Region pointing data
*** Block opens ***
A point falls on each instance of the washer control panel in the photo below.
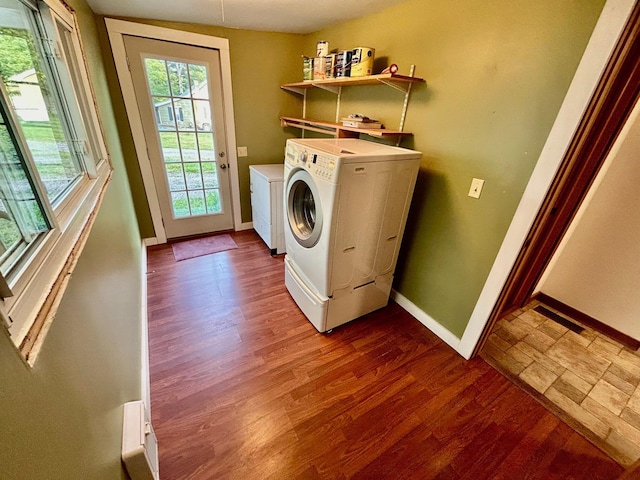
(317, 163)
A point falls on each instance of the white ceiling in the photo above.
(293, 16)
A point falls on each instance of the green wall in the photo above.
(62, 419)
(497, 72)
(260, 63)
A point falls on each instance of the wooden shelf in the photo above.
(400, 82)
(338, 130)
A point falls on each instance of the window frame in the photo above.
(40, 280)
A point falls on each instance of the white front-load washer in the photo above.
(346, 203)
*** Block closes ***
About this exercise: Write out each entry exactly; any pictures stay out of the copy.

Result for this task:
A point falls on each instance of the washer control panel in the photo below.
(317, 163)
A point falls on each instance of the white ceiling in the photo above.
(293, 16)
A point falls on each instance of the green wall in the photo above.
(62, 419)
(497, 72)
(260, 63)
A point falls on each instance of the wooden shelf in the photo above.
(400, 82)
(338, 130)
A point falls on each instance of the window frame in the photo above.
(40, 280)
A point falls on each instance of the white front-load washer in the photo above.
(346, 203)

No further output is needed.